Pick out every line of the records that contains the string "shirt", with case counting, and copy each one.

Source data →

■ ■ ■ ■

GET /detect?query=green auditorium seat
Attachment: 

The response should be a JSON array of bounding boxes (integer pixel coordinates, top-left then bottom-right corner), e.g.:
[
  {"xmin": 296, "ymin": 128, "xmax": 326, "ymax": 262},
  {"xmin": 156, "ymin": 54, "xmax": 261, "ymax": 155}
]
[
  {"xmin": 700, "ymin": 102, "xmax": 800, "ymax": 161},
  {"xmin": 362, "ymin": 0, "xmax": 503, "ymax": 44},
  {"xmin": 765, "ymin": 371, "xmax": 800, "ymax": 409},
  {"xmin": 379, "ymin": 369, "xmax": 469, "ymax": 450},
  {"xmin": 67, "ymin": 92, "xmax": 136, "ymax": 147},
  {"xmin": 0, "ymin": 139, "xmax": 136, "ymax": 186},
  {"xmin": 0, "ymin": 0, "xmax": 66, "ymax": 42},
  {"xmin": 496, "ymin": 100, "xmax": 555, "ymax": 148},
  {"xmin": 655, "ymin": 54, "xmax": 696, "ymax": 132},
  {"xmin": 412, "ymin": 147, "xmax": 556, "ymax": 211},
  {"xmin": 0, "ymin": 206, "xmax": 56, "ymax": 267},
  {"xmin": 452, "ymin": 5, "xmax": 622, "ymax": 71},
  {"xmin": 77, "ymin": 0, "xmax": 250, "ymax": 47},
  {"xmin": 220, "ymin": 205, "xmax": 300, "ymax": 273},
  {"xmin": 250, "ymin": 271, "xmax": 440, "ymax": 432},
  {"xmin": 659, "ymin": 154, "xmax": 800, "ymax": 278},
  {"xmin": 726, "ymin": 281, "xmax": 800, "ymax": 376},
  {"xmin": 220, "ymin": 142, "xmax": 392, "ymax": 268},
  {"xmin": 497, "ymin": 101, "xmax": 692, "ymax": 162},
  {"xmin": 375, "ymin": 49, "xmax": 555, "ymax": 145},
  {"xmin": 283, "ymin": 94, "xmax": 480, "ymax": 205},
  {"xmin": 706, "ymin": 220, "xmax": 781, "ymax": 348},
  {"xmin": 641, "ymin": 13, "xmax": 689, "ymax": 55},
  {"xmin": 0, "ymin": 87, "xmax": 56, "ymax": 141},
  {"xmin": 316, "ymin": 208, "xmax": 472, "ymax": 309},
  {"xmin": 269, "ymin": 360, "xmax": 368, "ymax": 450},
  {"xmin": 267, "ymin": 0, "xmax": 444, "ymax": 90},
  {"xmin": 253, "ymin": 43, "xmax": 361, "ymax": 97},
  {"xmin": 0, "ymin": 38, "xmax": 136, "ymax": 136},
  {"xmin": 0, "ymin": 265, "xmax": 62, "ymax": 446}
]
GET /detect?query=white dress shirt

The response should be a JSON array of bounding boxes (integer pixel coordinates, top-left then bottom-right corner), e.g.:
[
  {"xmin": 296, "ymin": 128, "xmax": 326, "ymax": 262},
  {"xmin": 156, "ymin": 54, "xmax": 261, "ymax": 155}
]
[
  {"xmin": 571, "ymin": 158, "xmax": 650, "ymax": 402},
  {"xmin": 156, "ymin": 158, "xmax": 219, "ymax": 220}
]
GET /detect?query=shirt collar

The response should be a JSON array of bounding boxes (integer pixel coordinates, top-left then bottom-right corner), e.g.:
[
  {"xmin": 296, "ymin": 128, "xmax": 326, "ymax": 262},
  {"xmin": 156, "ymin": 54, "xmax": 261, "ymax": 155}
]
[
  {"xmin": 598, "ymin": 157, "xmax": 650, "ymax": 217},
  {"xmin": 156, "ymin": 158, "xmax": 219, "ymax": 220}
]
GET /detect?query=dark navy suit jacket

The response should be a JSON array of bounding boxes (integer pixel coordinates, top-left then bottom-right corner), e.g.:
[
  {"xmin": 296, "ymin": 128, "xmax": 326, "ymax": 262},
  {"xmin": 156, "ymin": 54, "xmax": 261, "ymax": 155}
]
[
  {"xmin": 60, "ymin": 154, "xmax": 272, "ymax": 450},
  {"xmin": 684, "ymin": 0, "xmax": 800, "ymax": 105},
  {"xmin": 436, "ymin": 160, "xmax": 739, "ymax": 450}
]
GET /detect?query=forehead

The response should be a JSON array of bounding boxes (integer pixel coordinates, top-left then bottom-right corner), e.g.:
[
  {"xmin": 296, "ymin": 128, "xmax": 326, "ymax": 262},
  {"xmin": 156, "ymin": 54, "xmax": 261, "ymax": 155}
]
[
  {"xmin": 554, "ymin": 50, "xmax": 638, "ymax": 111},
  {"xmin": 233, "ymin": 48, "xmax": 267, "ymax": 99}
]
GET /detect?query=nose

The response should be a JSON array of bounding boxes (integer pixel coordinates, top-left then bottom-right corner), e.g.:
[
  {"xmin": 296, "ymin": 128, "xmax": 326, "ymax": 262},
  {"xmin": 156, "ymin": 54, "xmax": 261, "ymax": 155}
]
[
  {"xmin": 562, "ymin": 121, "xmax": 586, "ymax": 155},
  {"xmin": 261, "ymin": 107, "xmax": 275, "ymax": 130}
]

■ ■ ■ ■

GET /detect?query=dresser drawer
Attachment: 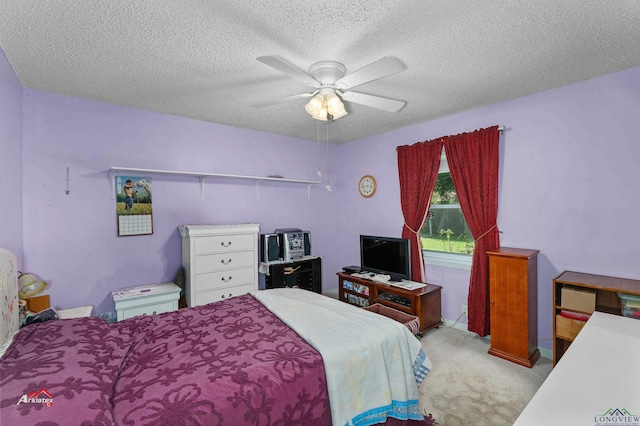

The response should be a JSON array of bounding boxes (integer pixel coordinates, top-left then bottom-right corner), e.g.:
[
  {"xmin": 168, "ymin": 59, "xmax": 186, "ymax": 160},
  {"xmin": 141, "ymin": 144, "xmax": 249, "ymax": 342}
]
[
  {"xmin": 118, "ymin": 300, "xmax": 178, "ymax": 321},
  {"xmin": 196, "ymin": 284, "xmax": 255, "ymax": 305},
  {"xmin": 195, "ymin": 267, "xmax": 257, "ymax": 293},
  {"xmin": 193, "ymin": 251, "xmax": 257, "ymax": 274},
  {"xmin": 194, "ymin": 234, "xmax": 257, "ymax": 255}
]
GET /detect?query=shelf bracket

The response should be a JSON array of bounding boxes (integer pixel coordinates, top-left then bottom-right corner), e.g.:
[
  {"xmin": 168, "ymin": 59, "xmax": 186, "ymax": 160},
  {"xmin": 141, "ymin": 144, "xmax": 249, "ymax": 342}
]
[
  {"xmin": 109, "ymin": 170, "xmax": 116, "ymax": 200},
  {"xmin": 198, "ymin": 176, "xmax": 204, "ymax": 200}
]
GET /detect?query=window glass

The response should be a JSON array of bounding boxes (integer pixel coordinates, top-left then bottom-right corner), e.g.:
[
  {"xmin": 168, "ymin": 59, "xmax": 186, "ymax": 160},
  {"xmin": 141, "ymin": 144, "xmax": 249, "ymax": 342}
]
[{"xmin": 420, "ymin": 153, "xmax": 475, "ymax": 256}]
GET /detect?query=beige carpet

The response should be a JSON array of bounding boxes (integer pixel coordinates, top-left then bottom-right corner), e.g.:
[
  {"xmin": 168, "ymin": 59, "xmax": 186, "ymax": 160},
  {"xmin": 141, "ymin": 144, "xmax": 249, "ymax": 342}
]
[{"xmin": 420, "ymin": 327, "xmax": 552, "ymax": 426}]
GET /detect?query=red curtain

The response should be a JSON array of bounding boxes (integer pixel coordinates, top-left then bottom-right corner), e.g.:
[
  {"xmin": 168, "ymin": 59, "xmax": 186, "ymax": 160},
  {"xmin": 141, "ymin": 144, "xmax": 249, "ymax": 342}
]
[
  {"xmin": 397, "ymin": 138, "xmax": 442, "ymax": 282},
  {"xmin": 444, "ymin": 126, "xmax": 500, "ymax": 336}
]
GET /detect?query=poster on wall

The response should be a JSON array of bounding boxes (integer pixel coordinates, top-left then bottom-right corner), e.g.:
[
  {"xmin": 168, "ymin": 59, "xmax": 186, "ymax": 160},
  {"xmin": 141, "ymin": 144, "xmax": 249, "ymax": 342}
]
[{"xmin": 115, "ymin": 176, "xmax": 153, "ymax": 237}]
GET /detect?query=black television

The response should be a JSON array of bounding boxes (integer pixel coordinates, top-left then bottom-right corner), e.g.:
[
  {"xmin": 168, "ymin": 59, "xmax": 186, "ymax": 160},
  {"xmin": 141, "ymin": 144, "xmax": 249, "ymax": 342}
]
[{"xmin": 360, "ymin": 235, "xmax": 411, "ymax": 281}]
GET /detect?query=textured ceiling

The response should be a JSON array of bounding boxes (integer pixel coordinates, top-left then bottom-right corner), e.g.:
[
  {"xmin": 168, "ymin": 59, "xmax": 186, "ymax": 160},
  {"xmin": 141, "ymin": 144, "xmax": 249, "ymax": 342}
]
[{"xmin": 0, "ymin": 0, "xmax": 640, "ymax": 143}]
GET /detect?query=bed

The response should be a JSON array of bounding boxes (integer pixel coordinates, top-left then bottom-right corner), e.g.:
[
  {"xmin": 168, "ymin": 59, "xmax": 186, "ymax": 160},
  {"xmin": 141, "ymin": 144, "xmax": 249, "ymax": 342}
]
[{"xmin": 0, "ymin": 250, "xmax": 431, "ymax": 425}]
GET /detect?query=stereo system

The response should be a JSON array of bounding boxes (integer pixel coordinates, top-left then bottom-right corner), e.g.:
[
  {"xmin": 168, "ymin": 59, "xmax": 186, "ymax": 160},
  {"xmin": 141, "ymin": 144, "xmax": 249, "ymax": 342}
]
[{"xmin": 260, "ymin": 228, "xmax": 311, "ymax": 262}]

■ ■ ■ ■

TASK OUTPUT →
GET /detect?query=white dress shirt
GET /detect?query=shirt collar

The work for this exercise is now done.